- [Instructions to follow]: Transcribe every record below word for word.

───── Information shown

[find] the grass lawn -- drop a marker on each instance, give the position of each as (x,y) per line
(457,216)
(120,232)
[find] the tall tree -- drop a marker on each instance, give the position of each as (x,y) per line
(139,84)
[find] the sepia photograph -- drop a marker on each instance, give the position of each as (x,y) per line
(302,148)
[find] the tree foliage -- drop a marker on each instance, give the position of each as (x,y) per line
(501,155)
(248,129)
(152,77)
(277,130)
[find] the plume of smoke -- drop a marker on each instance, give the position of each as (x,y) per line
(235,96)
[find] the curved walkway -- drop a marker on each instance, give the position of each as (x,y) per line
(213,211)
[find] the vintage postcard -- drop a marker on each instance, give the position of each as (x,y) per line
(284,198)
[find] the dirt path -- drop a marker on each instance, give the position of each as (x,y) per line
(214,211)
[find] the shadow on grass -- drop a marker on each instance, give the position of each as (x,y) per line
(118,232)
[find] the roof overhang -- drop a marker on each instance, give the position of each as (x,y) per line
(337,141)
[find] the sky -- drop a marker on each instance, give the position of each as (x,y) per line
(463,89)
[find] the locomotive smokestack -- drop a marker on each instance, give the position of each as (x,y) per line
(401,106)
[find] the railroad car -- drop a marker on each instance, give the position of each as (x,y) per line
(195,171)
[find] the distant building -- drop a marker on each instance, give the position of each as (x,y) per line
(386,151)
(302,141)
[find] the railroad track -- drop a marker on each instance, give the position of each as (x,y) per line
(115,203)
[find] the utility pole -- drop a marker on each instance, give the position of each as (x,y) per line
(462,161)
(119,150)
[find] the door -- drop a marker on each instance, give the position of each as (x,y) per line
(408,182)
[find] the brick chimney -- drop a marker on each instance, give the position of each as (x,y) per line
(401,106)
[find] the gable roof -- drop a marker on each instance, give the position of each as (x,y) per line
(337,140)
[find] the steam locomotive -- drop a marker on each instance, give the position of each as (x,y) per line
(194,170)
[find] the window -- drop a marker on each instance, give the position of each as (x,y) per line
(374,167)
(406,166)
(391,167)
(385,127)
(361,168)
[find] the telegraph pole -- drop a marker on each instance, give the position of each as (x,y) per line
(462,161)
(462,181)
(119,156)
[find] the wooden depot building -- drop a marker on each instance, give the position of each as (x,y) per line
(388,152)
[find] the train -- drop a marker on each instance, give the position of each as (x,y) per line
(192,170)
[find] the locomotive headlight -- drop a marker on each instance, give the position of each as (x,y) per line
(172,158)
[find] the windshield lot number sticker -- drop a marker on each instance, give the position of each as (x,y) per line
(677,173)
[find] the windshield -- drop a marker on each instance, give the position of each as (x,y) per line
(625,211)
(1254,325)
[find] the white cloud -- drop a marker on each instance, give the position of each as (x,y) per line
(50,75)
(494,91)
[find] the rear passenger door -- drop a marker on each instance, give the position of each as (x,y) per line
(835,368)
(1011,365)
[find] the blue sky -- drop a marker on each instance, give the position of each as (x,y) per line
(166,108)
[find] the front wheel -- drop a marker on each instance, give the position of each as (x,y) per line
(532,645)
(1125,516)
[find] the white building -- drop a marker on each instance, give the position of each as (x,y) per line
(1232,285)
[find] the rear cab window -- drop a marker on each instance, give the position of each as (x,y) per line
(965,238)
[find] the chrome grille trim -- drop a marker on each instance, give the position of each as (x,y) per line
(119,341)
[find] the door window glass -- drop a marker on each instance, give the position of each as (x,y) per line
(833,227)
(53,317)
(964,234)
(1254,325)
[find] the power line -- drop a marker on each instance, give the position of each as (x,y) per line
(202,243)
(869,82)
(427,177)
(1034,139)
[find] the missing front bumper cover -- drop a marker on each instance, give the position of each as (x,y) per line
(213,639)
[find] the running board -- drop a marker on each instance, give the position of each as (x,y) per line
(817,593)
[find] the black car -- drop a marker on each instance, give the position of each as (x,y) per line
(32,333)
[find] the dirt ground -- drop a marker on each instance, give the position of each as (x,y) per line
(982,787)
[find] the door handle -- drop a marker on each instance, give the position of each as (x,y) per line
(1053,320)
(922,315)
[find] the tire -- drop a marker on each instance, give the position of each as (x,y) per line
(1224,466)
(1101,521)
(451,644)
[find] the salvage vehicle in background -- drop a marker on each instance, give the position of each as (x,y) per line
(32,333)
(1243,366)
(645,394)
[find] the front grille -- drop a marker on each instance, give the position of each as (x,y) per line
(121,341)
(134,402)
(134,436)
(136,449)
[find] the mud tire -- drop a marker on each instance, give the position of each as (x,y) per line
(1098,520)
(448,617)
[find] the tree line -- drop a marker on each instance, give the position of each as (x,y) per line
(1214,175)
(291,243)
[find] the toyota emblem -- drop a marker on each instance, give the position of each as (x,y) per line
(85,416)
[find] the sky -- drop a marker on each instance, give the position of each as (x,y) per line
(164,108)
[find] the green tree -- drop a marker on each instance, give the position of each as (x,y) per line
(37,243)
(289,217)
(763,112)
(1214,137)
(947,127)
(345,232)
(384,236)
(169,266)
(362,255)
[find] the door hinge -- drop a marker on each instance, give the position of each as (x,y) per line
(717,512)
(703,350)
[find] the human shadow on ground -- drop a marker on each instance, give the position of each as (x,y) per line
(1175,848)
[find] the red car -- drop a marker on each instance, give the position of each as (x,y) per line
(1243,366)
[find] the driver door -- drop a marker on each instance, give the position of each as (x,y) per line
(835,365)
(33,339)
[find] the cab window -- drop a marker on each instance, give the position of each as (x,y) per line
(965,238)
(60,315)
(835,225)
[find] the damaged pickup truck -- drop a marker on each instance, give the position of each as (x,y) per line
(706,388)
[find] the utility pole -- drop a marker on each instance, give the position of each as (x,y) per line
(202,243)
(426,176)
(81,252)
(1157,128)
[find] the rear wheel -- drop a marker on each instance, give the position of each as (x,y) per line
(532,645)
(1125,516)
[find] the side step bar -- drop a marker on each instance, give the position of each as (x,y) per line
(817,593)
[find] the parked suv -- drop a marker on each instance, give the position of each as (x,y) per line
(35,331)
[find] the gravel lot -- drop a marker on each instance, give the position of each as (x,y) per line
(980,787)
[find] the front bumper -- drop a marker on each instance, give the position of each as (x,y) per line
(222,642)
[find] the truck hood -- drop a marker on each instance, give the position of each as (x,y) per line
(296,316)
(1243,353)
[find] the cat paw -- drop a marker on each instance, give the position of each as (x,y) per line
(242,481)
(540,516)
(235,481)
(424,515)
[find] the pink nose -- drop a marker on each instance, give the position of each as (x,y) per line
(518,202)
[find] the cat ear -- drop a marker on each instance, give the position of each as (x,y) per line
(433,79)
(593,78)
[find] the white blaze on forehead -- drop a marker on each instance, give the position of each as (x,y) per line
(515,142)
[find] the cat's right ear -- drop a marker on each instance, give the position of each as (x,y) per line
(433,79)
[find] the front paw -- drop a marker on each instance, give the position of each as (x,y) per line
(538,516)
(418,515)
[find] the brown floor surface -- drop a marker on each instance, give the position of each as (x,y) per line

──────────

- [The answer]:
[find] the grass lawn -- drop a marker on each instance, give the position of each as (x,y) per line
(457,216)
(120,232)
[find] the tall tree -- drop a marker on each instance, give the position of each as (x,y) per line
(139,84)
[find] the sepia photograph -- drop a marker on each instance, give the position of each as (x,y) per line
(302,148)
[find] the tree foliage -- drop a marker on each instance, give the position of each as (x,y) per line
(501,155)
(248,129)
(152,77)
(277,130)
[find] the plume of smoke -- drop a marker on each instance, give the position of each as (x,y) per line
(235,96)
[find] the curved walkway -- drop a marker on each instance, give the position of each as (x,y) per line
(213,211)
[find] the vintage postcard -- drop a marker on each instance, give the position of each as (x,y) per line
(284,198)
[find] the dirt path -- drop a marker on each instance, give the position of each as (x,y) per line
(214,211)
[find] the shadow on grass -- drop a marker on each instance, give the position of each as (x,y) per line
(118,232)
[find] the roof overhang -- drop a marker on each instance, give the position of each as (x,y) per line
(337,141)
[find] the sky -- drop a marker on each instance, give the position of each as (x,y) per line
(463,89)
[find] the locomotive smokestack -- drop a marker on each instance, give the position of each as (x,y) per line
(401,106)
[find] the railroad car -- drop a marker on each instance, give the position of each as (x,y) per line
(195,171)
[find] the distant building -- drop a marker on each instance, give the position of each as (x,y) per line
(386,151)
(302,141)
[find] the railroad track -- drop a marker on each instance, give the position of each as (x,y) per line
(115,203)
[find] the utility pole -- drop a marker on each instance, give the position of each as (x,y) per line
(462,161)
(119,150)
[find] the door -- drop a marker on each instance, give the position of each as (x,y) per line
(408,182)
[find] the brick chimney -- drop a marker on each instance, give the position of each as (x,y) per line
(401,106)
[find] the gable roof -- drop a marker on each instance, give the position of each as (x,y) per line
(337,140)
[find] the steam locomotive -- drop a marker on each instance, give the position of each as (x,y) per line
(194,170)
[find] the window -- drop a marker on each instance, give the position of each as (x,y) per line
(374,167)
(406,166)
(391,167)
(385,127)
(361,168)
[find] the telegraph pole -- drop a marker on each instance, give the position of each as (x,y) per line
(462,161)
(462,181)
(119,156)
[find] the wooden depot building -- drop a marker on each instance, give the position of each as (x,y) per line
(388,152)
[find] the train -- drop a marker on each instance, give the position of each as (x,y) per line
(192,170)
[find] the locomotive headlight -- drop a marker on each instance, give the position of each as (x,y) per line
(172,158)
[find] the windshield lot number sticker -- drop a marker on each instance, give the position of each as (x,y) per line
(677,173)
[find] the windshield -- drop a marker on each instance, give the position of each as (x,y) per line
(625,211)
(1254,325)
[find] the white cloud -- drop a marker on each instance, give the position of each as (x,y) per line
(50,75)
(494,91)
[find] the rear passenger door -- drop a marker on each instance, give the position of each as (x,y) per line
(835,368)
(1011,365)
[find] the blue sky -- drop a marker on each instance, give the position of each as (x,y) per line
(166,108)
[find] the front wheel -- drop a marker on each instance, give the position of each as (x,y) per line
(532,645)
(1125,516)
[find] the white building -- drop a marker on each instance, give the position of each as (x,y) per line
(1232,285)
[find] the rear cab window -- drop a marker on each instance, give the position of each as (x,y) per line
(965,238)
[find] the chrome grille trim -- drop a marker on each instance, give the position of each as (x,y) per line
(119,341)
[find] the door window glass -- drop a marker on each instance, give the position of each as (x,y) per line
(833,227)
(53,317)
(964,234)
(1254,325)
[find] the power line -- drop a marker on each instance, give the position of each as (x,y) per line
(202,243)
(869,82)
(427,177)
(1034,139)
[find] the missing front bumper cover -- drop a marker on each instance, give the position of each as (x,y) per line
(213,639)
[find] the running board -- drop a marker on each instance, give the position of each as (x,y) per line
(817,593)
[find] the black car -- drop a marker on each instance, give the position of each as (x,y) per line
(32,333)
[find] the dirt ground -- drop a marker on each instance, give the position of each as (x,y) per line
(982,787)
[find] the door handle -- drop a marker on each instance, give the position of each as (x,y) per line
(1053,320)
(922,315)
[find] the tire -- drop a marker on each instance, give the position of each as (x,y) per line
(1224,466)
(1101,521)
(451,644)
[find] the salvage vehicle in background -- drop a marker on each instance, give the position of each as (x,y) per line
(32,333)
(1243,366)
(645,394)
[find] the front grille -- drop a marker on each instance, give the position of each as (x,y) per line
(121,341)
(134,402)
(134,436)
(136,449)
[find] the mud tire -- drop a marker on each instance, give the position of each as (x,y) per line
(1098,520)
(448,617)
[find] the tree line -- drop a marker on each instance, give the position of each as (x,y) per line
(1214,175)
(291,243)
[find] the toyota emblem -- drop a marker on each instance, give the position of each as (x,y) per line
(85,416)
[find] the sky -- drop a marker on each instance, give the position of each as (x,y) per line
(164,108)
[find] the green tree -- drop a marker on each instance, give the position of each as (x,y) per line
(37,243)
(289,217)
(763,112)
(1214,137)
(947,127)
(345,232)
(384,236)
(169,266)
(362,255)
[find] the door hinge -- drop a marker on each instance, give the position of each as (x,y) per line
(717,512)
(703,350)
[find] the human shadow on ground -- drop a marker on each instance, give the position of each as (x,y) per line
(1175,848)
[find] the red car -- drop a marker on each instance, give the position of each as (x,y) per line
(1243,366)
[find] the driver door -- drop a marker on each instance, give the position of each as (x,y) per line
(835,365)
(33,339)
[find] the cab window -- drop a marker on each instance, give the position of each as (x,y) per line
(965,238)
(60,315)
(835,225)
[find] the damaged pickup truck -- drop a marker on each instance, give the position of each as (x,y) per line
(706,388)
[find] the utility pole -- drop a marker on each instance, give the position of each as (x,y) per line
(202,243)
(426,176)
(81,252)
(1157,128)
[find] the rear wheel -- drop a marker on each instance, give the position of each as (x,y) per line
(532,645)
(1125,516)
[find] the side step bar -- drop a marker on each instance, give the position of each as (x,y) per line
(817,593)
[find] the parked suv -- drop a marker on each instance, give the position of each as (x,y) per line
(35,331)
[find] the gravel lot -- drop a marker on each instance, give the position of each as (x,y) per line
(980,787)
[find] the front bumper -- drop a marker on each instance, give the position of each as (x,y) per line
(222,642)
[find] the truck hood -- drop a marker on each instance, give the position of each as (x,y) per line
(296,316)
(1243,353)
[find] the cat paw -- drop a marker on each instance, give the position of each as (x,y) per line
(242,481)
(540,516)
(235,481)
(424,515)
[find] the pink nose -- drop a marker on each instance, give the position of each as (x,y) per line
(518,202)
[find] the cat ear -- drop a marker on each instance, give the position of each as (x,y) per line
(433,79)
(593,78)
[find] the white blaze on forehead -- drop a marker on each instance, give the position of each as (x,y) per line
(515,142)
[find] the cat's right ear -- drop a marker on each instance, give the position of each as (x,y) per line
(433,79)
[find] the front paw -- drop a marker on each instance, give the position of each as (x,y) per line
(538,516)
(418,515)
[find] the brown floor surface -- drop a marker on each instance, give the position of each as (x,y) per line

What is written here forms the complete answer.